**TEXT**

Liberals hate this view of the physical part of creation, this “speciesism”. That’s why they never mention it. Or obscure it. Or obfuscate about it (such as saying that we are “giving back to God” as our stewardship.) Or just plain outright lie about it, sometimes.

There are 2 parts to showing God setting this up. The first is in the very design of human nature: we are above every other (physical) living thing, and we have worth that exceeds in kind every other living thing. Indeed, in the moral order, a single human being is worth more than the entirety of the physical universe. There is simply no comparison. The truth of this overwhelming status is attested to in 2 places right at the beginning of Scripture:

“So God created man in His own image”

It wasn’t until God had done this that the world was “very good”. God doesn’t say this of anything else in creation, just of men. It is a likeness of a whole different order than that of the rest of what was created.

Secondly, God brings all the animals before Adam to be named:

brought them to Adam to see what he would call them. And whatever Adam called each living creature, that was its name.
To name someone was to be over them. It implies true superiority.

Then, God confirms that man is indeed over the rest of creation, by an explicit conferral:

And God blessed them. And God said to them, “Be fruitful and multiply and fill the earth and subdue it, and have dominion over the fish of the sea and over the birds of the heavens and over every living thing that moves on the earth.”

Here, God is not merely pointing out that man is more excellent than the rest of creation, but declaring that man is to hold dominion over it. Then, he confirms that this dominion is not only in the sense of ruling (i.e. deciding), but also that ruling was for man’s benefit:

And God said, “See, I have given you every herb that yields seed which is on the face of all the earth, and every tree whose fruit yields seed; to you it shall be for food.

This is because God intends that man use the earth and the things in it for man’s benefit. MANKIND (to speak generically) is the beneficiary of man’s ruling over the earth. It’s not for God’s benefit. He doesn’t gain when we are good stewards. Men do. And using something for one's own benefit is not stewardship, it is dominion.

[Named-object pointing records]
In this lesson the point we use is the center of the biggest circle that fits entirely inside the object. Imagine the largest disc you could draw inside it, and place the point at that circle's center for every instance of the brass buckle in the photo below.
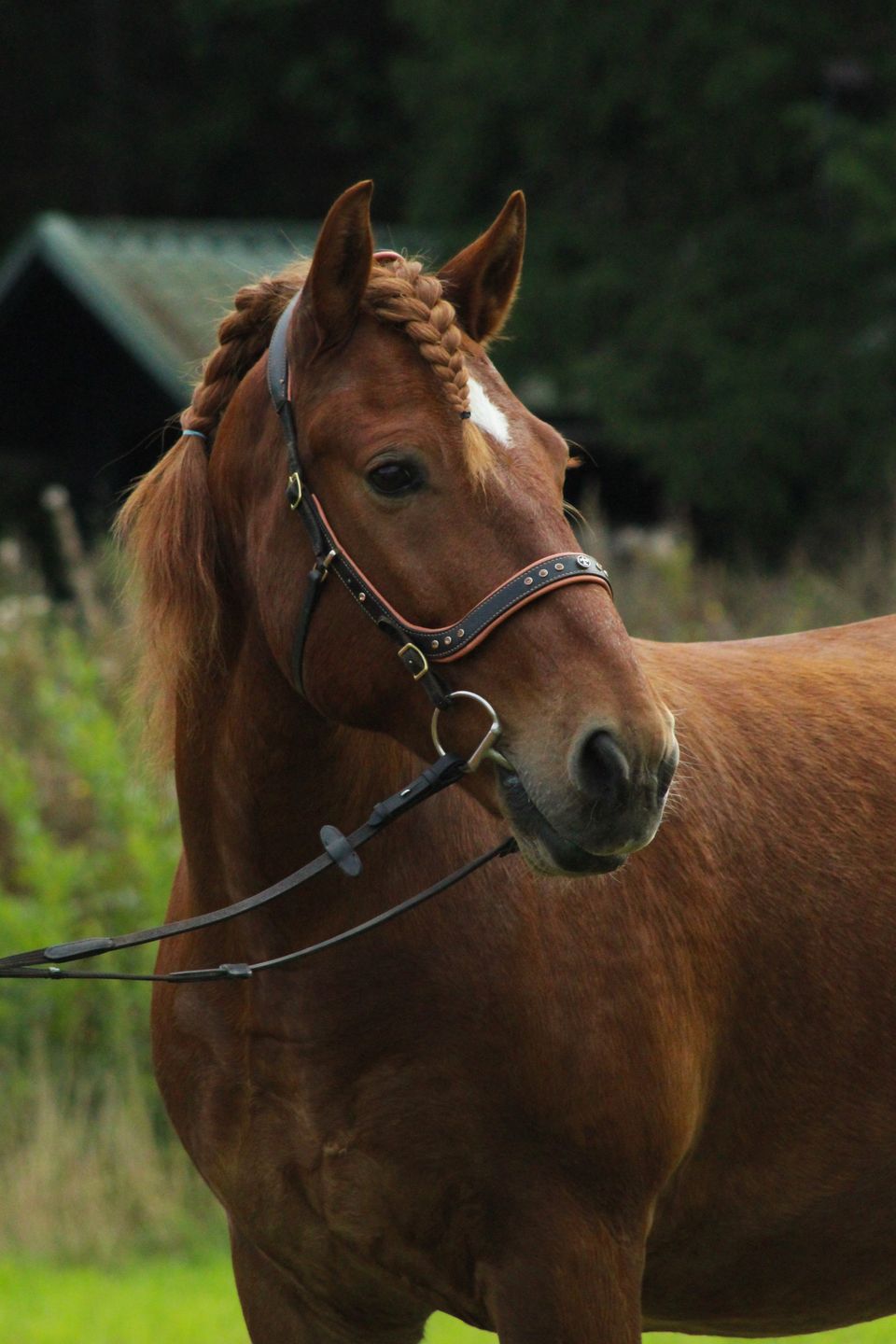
(488, 741)
(326, 564)
(425, 666)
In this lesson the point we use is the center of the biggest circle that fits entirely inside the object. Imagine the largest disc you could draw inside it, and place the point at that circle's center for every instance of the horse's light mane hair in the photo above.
(167, 525)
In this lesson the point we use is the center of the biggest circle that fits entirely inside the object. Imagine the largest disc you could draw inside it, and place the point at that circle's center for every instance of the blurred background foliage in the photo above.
(712, 192)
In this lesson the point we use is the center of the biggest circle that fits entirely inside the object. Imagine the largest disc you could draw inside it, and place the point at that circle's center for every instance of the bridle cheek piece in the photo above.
(421, 648)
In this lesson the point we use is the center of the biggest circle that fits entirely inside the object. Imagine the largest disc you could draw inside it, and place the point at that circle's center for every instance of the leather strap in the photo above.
(436, 777)
(245, 971)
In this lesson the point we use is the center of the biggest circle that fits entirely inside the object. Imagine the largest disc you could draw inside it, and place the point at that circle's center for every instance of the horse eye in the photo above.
(394, 477)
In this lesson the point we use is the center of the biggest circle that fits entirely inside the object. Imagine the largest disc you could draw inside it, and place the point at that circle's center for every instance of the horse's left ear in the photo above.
(481, 280)
(340, 269)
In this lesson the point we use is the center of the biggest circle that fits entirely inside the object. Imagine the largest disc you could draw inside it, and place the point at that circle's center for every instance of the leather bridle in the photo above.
(419, 648)
(419, 645)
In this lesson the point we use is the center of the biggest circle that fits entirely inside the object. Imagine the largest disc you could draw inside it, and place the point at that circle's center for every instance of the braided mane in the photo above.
(167, 525)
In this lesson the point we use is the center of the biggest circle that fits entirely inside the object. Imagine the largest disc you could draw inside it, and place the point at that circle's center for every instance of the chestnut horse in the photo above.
(556, 1103)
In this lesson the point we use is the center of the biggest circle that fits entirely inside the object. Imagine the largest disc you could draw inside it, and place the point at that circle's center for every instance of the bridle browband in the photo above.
(419, 648)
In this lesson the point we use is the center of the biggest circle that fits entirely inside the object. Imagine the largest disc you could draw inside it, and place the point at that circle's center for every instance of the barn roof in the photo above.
(159, 287)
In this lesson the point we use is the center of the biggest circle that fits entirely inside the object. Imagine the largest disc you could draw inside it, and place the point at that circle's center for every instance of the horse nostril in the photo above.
(603, 767)
(665, 772)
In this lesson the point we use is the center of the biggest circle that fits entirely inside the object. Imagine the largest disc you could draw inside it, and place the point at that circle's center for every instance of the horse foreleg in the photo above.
(278, 1309)
(571, 1286)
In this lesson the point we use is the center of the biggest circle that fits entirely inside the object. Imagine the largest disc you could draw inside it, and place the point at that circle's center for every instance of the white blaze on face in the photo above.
(486, 414)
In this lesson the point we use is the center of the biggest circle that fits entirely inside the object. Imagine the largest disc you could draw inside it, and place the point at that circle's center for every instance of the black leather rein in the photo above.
(419, 647)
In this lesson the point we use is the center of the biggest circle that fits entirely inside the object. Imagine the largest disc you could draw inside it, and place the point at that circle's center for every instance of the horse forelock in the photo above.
(167, 527)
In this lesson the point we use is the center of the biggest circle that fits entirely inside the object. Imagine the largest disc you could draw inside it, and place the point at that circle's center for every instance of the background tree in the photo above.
(712, 189)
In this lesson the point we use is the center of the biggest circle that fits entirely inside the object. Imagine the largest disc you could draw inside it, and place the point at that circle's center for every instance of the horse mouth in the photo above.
(543, 847)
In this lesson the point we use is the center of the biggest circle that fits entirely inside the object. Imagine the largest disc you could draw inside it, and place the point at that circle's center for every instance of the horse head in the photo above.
(440, 485)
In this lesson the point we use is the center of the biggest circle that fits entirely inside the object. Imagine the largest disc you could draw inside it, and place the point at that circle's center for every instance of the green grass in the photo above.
(180, 1301)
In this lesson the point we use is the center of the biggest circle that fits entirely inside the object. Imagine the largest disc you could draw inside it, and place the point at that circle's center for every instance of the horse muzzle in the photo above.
(605, 811)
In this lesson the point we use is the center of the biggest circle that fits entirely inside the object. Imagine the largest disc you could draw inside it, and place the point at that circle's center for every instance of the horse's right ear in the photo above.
(340, 271)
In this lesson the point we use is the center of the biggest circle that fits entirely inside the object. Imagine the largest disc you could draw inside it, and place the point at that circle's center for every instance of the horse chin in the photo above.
(541, 847)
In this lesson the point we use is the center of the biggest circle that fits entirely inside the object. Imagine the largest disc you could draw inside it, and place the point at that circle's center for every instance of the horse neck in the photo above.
(259, 773)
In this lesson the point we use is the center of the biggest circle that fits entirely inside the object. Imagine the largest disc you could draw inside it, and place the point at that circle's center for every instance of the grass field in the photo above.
(175, 1301)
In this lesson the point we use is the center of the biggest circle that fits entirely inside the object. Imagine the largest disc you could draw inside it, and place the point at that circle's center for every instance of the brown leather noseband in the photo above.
(418, 645)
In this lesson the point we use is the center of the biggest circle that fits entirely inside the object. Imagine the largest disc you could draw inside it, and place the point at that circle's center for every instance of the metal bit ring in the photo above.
(474, 761)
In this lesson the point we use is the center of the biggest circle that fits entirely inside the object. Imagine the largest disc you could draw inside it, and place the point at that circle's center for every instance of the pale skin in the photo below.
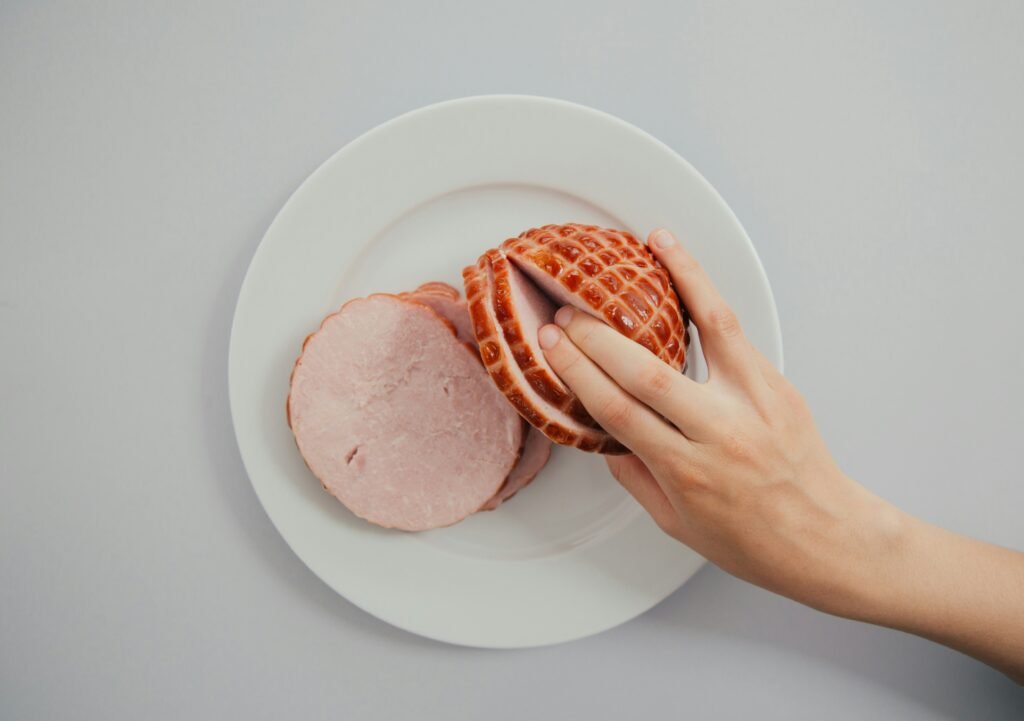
(735, 469)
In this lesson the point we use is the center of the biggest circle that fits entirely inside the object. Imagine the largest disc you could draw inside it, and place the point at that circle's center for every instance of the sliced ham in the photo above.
(391, 413)
(446, 302)
(501, 363)
(536, 452)
(515, 289)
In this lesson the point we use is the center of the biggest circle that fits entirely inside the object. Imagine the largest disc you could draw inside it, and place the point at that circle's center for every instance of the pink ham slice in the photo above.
(536, 452)
(500, 357)
(393, 416)
(446, 302)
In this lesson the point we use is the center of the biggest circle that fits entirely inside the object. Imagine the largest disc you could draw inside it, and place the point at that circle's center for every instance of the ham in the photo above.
(511, 379)
(392, 414)
(516, 288)
(446, 302)
(536, 452)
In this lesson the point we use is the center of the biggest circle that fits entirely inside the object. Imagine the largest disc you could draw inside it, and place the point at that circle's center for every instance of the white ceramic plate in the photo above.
(416, 200)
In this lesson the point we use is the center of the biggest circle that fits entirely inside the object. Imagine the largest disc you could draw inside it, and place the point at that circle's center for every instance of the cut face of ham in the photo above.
(609, 274)
(393, 415)
(536, 452)
(515, 289)
(500, 359)
(446, 302)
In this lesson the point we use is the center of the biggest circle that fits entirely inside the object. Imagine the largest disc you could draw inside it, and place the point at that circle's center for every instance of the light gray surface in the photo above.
(873, 154)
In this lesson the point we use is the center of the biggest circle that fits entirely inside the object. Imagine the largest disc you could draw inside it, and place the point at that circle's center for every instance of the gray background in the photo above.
(873, 153)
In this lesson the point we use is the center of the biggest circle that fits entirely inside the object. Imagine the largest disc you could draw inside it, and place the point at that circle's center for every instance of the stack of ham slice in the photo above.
(394, 414)
(515, 289)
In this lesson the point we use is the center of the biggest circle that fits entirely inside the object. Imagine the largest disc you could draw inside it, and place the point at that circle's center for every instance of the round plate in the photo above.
(416, 200)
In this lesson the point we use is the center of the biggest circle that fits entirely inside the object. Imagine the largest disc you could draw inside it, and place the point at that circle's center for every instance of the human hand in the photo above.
(734, 467)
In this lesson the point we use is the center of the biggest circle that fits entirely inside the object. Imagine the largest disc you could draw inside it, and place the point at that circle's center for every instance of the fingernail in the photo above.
(663, 239)
(549, 336)
(563, 315)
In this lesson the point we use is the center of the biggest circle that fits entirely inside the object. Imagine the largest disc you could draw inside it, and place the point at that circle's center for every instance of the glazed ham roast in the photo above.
(394, 413)
(515, 289)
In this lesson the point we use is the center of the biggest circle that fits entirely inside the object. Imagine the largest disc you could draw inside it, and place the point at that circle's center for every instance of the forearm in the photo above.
(956, 591)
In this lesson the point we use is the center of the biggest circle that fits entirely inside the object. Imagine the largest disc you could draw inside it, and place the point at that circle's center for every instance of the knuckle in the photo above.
(614, 413)
(723, 321)
(656, 381)
(565, 362)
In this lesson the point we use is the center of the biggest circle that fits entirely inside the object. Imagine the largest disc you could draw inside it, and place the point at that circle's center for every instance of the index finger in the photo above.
(726, 349)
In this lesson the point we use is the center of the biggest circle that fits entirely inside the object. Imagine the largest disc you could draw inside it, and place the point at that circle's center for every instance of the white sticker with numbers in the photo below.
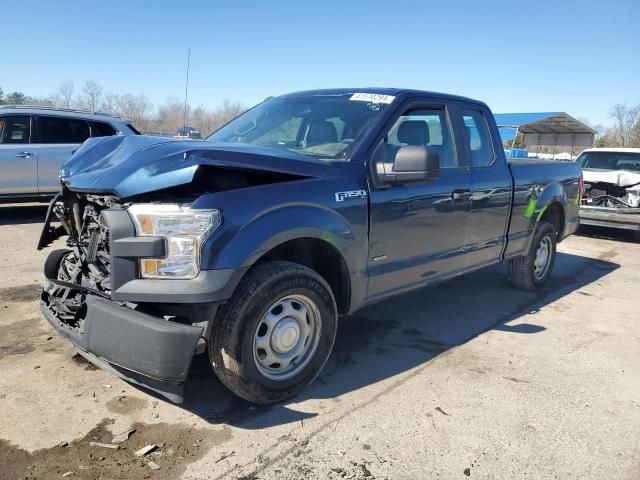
(372, 97)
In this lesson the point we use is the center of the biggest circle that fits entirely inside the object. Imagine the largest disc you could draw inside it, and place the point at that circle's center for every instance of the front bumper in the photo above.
(137, 347)
(625, 218)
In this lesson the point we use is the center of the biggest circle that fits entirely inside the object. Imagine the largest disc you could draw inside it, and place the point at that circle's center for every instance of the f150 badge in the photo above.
(342, 196)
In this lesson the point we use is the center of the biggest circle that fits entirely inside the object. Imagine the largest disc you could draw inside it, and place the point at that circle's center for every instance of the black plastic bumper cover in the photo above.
(145, 350)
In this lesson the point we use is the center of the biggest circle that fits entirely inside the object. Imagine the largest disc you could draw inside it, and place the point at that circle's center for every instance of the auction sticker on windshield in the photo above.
(372, 97)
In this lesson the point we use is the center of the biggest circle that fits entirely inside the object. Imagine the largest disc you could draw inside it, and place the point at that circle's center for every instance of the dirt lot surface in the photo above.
(469, 379)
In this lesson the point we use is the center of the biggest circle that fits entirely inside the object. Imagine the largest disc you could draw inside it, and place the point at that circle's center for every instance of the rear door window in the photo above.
(100, 129)
(15, 129)
(63, 130)
(478, 136)
(428, 127)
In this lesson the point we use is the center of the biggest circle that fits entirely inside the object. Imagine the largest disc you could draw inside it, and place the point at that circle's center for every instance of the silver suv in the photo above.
(36, 141)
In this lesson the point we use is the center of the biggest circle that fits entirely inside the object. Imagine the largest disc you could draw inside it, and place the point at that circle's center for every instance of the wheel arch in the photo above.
(316, 237)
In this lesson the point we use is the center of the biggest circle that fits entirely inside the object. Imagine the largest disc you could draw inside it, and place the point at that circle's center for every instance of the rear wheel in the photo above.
(273, 337)
(531, 271)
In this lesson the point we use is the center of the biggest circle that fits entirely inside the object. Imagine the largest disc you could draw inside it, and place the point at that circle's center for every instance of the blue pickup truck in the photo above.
(249, 245)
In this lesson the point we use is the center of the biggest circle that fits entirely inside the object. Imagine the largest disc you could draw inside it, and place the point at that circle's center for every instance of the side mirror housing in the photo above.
(412, 163)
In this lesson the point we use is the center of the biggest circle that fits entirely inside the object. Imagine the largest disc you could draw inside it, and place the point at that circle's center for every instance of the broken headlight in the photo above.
(184, 230)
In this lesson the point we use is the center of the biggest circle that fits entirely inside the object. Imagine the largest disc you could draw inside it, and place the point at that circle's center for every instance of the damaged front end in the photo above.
(611, 199)
(93, 295)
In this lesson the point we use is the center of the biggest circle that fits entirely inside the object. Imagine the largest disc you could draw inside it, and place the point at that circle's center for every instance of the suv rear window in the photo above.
(15, 129)
(63, 130)
(99, 129)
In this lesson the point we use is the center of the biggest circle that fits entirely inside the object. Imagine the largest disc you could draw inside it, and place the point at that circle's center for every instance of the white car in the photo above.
(35, 142)
(612, 187)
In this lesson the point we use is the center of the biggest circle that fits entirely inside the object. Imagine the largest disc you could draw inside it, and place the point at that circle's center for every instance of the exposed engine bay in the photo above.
(85, 266)
(611, 189)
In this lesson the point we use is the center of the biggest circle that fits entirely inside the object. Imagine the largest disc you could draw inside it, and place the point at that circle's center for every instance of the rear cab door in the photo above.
(418, 230)
(18, 156)
(58, 137)
(491, 186)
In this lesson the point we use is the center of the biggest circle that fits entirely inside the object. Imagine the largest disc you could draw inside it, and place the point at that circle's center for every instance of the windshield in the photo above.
(323, 126)
(629, 161)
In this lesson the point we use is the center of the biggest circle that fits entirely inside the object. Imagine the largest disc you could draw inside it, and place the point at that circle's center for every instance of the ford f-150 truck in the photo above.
(249, 245)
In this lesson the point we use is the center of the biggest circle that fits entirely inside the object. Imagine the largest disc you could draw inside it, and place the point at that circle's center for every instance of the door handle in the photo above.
(461, 194)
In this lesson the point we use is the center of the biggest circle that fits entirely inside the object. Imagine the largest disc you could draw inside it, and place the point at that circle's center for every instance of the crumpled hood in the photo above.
(621, 178)
(131, 165)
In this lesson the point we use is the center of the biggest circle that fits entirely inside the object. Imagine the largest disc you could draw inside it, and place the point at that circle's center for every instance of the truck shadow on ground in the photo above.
(22, 214)
(604, 233)
(394, 336)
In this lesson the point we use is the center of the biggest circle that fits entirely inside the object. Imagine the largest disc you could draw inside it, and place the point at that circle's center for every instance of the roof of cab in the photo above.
(396, 92)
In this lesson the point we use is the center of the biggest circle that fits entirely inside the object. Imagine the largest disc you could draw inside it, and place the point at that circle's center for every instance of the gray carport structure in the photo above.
(545, 128)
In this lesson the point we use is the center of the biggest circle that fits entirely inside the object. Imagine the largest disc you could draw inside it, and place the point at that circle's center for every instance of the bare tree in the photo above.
(136, 107)
(91, 95)
(16, 98)
(64, 97)
(229, 110)
(626, 120)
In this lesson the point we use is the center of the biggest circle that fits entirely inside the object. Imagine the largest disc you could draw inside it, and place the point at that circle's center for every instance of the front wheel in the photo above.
(531, 271)
(273, 337)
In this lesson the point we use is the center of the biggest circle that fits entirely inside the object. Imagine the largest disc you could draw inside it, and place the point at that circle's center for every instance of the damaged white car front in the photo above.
(611, 188)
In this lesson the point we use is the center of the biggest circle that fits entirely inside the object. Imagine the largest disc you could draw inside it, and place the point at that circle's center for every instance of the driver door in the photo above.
(418, 229)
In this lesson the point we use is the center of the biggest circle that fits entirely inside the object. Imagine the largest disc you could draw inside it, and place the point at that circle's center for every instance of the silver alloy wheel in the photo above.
(542, 260)
(286, 337)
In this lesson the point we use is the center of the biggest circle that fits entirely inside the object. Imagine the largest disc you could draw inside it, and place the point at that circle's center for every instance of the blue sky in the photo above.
(578, 57)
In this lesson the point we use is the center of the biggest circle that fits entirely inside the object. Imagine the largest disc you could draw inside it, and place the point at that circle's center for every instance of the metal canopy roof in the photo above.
(545, 128)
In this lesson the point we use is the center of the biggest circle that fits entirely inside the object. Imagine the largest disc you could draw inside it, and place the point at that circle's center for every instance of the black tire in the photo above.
(522, 269)
(232, 337)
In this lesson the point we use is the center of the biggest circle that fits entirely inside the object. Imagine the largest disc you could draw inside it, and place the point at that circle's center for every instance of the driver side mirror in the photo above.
(412, 163)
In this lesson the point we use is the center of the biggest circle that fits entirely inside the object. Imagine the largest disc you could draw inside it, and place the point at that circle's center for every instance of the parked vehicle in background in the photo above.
(190, 133)
(612, 187)
(35, 141)
(309, 205)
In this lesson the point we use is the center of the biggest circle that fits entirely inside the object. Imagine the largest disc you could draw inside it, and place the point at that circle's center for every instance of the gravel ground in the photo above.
(467, 379)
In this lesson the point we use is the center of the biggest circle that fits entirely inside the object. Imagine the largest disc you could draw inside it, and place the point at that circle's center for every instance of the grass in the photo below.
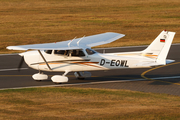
(81, 103)
(44, 21)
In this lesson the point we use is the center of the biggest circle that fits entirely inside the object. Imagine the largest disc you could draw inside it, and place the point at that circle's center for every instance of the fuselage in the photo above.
(82, 60)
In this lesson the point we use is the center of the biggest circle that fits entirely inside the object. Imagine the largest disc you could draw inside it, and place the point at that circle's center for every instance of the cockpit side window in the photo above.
(48, 51)
(90, 51)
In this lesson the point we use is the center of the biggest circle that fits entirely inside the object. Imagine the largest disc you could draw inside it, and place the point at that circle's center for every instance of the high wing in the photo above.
(79, 43)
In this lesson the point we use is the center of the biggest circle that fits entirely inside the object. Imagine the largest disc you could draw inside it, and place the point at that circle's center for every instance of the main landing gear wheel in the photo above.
(59, 79)
(40, 76)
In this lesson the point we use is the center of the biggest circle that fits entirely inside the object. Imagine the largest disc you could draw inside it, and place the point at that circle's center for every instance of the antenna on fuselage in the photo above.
(71, 41)
(80, 40)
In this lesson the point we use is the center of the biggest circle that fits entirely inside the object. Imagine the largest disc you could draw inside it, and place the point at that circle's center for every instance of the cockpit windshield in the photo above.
(90, 51)
(77, 52)
(48, 51)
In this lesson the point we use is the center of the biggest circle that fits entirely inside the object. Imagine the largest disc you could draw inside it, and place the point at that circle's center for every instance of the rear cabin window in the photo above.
(90, 51)
(78, 53)
(48, 51)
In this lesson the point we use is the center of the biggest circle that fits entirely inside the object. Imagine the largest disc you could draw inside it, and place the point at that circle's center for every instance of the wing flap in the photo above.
(79, 43)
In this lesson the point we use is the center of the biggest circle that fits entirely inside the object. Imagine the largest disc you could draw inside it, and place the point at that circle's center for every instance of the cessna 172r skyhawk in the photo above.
(77, 56)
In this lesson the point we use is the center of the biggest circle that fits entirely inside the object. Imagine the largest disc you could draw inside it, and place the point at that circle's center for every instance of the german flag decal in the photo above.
(162, 40)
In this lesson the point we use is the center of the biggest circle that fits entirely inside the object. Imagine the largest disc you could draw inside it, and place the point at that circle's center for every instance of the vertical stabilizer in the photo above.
(159, 48)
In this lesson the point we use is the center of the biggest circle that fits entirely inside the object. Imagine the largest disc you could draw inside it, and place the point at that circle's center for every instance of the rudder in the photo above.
(159, 48)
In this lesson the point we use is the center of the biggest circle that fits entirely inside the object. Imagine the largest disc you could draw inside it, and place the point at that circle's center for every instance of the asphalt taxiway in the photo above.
(163, 79)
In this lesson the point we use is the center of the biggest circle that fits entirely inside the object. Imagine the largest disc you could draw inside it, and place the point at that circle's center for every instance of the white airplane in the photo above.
(77, 56)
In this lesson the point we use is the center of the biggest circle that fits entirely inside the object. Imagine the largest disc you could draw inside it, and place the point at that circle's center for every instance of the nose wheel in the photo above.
(56, 78)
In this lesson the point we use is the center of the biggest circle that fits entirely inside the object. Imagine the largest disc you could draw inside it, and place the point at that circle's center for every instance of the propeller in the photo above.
(21, 63)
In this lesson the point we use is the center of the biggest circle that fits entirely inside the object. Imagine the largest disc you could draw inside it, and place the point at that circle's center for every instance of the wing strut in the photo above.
(44, 60)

**WHAT IS ASKED**
**A)** Decide whether each statement agrees with the passage on dominion, answering yes or no and quoting the deciding words: (i) God calls the world "very good" only after creating man. (ii) God gains when people are good stewards. (iii) The passage names three parts to showing God setting this up.
**B)** Write out the passage on dominion from "Here, God is" up to and including "it is dominion.".

**THE REPLIES**
**A)**
(i) Yes: "It wasn’t until God had done this that the world was “very good”."
(ii) No: "He doesn’t gain when we are good stewards."
(iii) No: "There are 2 parts to showing God setting this up."

**B)**
Here, God is not merely pointing out that man is more excellent than the rest of creation, but declaring that man is to hold dominion over it. Then, he confirms that this dominion is not only in the sense of ruling (i.e. deciding), but also that ruling was for man’s benefit:

And God said, “See, I have given you every herb that yields seed which is on the face of all the earth, and every tree whose fruit yields seed; to you it shall be for food.

This is because God intends that man use the earth and the things in it for man’s benefit. MANKIND (to speak generically) is the beneficiary of man’s ruling over the earth. It’s not for God’s benefit. He doesn’t gain when we are good stewards. Men do. And using something for one's own benefit is not stewardship, it is dominion.